◆ **EXTRACT**
********
We Didn’t Let Their Cookies Crumble
The first time Laurie Suriff and Collins Tuohy met, magic happened.
“I started making cookies out of my home in 2006,” Suriff says. “I loved baking with my mom. When my husband needed something to take to his clients, I suggested Mom’s sugar cookies. I made them and decorated them with a logo.”
Suriff’s cookie decorating skills and her mom’s secret recipe were a hit. Word of mouth spread and she began selling cookies to family, friends and co-workers. Soon she added corporations and other customers to her list, as well.
Tuohy, a Whimsy Cookie Company customer, approached Suriff in 2012 about starting a partnership. “I knew immediately that her product was one of the best things I had seen anywhere in the country. It had the potential to be something really great,” Tuohy said. “I took Laurie out to lunch and discussed a five-year business plan and some goals for us as partners, as well as some benefits of teaming up,” Tuohy says. “She was ready to make the jump from a paid hobby to a real business.”
The two found a commercial kitchen and production space in an industrial part of Memphis where they began developing their small business for online and phone orders. Oftentimes customers picking up their orders would ask about purchasing extra cookies, so Suriff and Tuohy built a small retail case in the production facility. This sparked the idea of developing a bigger retail presence.
********
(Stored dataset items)
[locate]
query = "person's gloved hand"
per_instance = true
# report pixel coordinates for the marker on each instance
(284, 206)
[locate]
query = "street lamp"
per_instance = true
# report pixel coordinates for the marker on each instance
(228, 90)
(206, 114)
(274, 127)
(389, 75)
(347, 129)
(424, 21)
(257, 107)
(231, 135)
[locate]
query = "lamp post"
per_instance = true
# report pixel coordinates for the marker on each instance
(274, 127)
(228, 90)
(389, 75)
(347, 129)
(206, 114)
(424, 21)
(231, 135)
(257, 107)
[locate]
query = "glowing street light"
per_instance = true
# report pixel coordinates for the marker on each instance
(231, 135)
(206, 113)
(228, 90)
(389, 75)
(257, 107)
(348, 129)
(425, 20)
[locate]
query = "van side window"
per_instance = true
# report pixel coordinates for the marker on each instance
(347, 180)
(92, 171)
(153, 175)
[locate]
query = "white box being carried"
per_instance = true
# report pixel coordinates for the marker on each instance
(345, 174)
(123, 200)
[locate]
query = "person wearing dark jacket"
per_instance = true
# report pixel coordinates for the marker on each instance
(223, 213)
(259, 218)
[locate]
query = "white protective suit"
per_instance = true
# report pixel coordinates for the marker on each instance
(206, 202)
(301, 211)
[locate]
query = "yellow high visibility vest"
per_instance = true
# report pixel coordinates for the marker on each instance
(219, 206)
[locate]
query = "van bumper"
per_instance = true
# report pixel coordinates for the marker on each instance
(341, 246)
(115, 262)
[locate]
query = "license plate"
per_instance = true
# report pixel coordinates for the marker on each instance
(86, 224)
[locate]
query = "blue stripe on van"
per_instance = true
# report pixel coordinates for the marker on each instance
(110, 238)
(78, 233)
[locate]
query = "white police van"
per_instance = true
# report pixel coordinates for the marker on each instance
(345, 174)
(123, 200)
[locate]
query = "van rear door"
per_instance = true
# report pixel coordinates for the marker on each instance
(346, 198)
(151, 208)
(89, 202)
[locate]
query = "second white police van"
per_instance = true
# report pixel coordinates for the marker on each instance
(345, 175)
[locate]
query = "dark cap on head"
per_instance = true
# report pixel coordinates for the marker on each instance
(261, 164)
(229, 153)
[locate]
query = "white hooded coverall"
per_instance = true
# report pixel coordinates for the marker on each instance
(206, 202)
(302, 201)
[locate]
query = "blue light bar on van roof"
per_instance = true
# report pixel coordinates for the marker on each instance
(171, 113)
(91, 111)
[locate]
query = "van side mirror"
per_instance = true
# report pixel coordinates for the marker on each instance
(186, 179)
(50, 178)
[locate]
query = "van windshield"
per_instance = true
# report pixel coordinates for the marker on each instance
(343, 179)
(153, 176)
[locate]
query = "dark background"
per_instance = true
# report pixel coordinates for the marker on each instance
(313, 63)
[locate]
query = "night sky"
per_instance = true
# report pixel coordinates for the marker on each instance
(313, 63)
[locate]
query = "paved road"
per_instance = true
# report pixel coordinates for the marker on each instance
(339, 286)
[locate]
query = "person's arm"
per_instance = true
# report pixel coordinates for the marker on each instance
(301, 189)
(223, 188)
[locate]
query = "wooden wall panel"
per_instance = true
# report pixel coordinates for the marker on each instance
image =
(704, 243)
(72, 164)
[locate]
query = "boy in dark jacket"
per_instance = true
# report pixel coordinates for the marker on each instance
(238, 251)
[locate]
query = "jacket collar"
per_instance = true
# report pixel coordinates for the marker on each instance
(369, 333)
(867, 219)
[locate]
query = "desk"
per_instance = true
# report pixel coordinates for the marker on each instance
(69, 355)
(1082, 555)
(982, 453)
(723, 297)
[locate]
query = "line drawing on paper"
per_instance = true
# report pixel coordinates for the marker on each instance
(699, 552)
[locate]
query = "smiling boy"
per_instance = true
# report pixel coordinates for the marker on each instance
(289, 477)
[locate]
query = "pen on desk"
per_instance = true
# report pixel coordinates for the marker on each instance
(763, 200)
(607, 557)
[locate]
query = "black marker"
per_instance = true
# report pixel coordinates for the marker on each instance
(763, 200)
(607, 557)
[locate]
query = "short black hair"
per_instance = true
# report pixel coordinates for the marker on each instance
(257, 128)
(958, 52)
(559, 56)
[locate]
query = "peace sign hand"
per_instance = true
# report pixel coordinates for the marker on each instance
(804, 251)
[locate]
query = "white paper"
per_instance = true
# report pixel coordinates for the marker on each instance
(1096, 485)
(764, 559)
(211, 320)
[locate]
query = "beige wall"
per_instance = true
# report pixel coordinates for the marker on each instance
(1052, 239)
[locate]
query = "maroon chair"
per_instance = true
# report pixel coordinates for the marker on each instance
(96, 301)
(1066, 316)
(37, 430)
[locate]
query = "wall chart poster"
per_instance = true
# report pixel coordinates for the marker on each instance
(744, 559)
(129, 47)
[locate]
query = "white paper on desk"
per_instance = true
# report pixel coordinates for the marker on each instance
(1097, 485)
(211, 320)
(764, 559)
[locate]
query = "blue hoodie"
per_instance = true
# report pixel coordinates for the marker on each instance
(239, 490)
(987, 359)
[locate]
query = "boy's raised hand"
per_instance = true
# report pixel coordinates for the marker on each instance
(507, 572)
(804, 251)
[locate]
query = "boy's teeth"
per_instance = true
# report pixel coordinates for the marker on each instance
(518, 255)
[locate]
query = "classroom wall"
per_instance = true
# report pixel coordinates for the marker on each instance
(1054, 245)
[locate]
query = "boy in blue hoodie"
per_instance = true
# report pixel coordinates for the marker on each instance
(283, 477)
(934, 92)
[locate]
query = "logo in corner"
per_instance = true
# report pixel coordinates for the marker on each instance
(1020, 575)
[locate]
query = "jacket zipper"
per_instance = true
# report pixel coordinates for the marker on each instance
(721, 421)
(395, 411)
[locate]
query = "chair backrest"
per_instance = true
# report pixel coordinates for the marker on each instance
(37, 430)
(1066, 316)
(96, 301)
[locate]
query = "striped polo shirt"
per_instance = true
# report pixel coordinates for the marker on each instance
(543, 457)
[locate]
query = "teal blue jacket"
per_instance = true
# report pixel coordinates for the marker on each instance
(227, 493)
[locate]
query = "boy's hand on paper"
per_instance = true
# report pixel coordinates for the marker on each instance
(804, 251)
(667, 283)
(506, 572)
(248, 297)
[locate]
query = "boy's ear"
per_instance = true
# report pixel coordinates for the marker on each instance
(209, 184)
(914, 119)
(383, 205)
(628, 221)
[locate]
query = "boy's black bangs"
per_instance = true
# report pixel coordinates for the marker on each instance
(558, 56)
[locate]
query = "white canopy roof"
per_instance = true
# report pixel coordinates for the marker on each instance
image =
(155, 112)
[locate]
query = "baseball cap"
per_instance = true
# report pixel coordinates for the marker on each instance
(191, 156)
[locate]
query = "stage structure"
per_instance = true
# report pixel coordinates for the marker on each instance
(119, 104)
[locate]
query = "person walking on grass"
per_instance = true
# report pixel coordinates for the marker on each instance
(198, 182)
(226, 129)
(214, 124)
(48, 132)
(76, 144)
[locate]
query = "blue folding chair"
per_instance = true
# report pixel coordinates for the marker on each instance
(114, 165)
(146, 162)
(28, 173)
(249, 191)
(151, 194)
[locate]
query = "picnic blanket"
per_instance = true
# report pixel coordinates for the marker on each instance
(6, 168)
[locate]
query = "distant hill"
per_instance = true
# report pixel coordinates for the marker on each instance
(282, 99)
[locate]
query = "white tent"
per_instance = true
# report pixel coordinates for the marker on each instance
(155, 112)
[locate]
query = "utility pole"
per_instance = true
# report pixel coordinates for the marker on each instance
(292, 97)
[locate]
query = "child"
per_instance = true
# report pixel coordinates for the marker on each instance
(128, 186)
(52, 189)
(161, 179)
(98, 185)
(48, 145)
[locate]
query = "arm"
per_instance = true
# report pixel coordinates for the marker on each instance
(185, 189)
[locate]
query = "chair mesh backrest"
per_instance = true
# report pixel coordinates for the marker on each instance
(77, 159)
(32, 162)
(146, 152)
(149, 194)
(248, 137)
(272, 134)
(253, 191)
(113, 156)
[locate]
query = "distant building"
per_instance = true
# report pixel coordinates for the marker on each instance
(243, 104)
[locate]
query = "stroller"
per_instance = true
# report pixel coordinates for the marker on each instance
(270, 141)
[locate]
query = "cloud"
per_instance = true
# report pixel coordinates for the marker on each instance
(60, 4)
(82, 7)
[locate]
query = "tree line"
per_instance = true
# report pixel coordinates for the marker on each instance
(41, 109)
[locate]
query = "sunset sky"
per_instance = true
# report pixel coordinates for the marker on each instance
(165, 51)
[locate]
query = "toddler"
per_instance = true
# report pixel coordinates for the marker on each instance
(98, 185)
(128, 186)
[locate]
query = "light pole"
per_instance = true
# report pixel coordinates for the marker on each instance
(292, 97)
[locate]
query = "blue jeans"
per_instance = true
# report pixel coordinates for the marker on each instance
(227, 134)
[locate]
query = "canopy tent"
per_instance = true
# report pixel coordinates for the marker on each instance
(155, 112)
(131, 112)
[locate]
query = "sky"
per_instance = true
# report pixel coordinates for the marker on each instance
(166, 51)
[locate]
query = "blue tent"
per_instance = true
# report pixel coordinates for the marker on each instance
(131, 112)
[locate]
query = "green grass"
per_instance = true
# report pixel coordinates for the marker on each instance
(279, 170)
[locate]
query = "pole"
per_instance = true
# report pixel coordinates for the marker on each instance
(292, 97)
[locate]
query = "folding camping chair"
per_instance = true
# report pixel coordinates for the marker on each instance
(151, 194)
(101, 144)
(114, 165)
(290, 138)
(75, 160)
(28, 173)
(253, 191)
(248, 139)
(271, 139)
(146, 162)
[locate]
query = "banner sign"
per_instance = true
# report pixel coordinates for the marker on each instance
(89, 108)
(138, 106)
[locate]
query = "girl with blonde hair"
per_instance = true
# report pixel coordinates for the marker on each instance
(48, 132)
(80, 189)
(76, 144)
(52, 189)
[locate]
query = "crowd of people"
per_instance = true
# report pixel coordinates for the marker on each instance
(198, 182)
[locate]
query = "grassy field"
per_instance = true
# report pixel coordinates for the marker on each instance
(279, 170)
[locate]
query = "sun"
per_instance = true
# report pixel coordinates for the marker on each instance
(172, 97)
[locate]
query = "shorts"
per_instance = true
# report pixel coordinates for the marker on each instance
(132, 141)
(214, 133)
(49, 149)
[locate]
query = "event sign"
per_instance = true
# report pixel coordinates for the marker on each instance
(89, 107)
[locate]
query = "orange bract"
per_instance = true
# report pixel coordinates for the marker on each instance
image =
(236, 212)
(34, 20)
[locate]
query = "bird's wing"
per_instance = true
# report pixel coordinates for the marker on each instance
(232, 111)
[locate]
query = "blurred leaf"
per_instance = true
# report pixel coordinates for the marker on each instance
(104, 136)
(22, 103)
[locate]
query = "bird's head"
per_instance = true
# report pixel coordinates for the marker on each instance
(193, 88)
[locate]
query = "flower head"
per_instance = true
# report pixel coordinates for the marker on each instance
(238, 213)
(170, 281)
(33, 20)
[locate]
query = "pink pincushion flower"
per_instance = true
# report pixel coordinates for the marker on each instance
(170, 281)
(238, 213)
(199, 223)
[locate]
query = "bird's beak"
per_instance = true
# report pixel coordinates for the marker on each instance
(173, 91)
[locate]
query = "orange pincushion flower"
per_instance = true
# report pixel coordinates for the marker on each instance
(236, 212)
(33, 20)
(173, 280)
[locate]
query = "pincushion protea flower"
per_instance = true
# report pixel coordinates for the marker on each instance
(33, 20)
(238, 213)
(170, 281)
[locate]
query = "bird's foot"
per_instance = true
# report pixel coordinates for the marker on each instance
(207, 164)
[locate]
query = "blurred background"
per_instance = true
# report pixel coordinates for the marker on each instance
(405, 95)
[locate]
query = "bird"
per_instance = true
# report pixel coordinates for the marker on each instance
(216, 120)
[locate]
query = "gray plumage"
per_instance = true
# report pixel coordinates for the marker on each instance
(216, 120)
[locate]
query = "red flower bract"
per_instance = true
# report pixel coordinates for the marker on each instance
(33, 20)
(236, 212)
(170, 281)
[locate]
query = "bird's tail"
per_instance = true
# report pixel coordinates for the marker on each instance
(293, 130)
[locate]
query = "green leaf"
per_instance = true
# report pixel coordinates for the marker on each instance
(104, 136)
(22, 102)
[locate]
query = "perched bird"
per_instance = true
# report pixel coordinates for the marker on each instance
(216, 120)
********
◆ **TO-DO LIST**
[1] According to the article about the Whimsy Cookie Company, in what year did Collins Tuohy approach Laurie Suriff about a partnership?
[2] Extend the article about the Whimsy Cookie Company, picking up after its final sentence.

◆ **SOLVED TASKS**
[1] 2012

[2]
Business quickly grew. To keep up, the two decided to open a brick-and-mortar shop. In 2012, they opened a store in the highest-end retail area in Memphis with enough space to hold events and display their cookies for in-store purchases.
From that point, Whimsy Cookie Company took on a look and feel of its own. “[When we started the business], we knew for sure we didn’t want to use the color pink,” Tuohy says with a laugh. “And now we’re in a big pink house. But sometimes your company takes you in a direction and you just latch on and do the best you can.” The location immediately captured a host of loyal customers.
“It surpassed our expectations. Our ceiling goals keep getting higher and higher. That’s what you should be doing as a small-business owner ― you should push yourself and reinvent your company and stay current. We’ve tried to do all of those things,” Tuohy says.
Suriff and Tuohy constantly push themselves to give their customers more than expected from a cookie company. Their retail space includes a party room where they hold cookie-decorating parties for kids. Popular characters stop by to say hello, including Anna and Elsa from Disney’s Frozen and Santa Claus during the holidays. They host a weekly story time so busy parents can drop their kids off for a few hours while they run errands. And soon, Whimsy Cookie Company will have its own brand of coffee and a line of scented candles.
“We want every part of the experience to be high caliber because it has our name on it. We remind ourselves of that every day,” Tuohy says.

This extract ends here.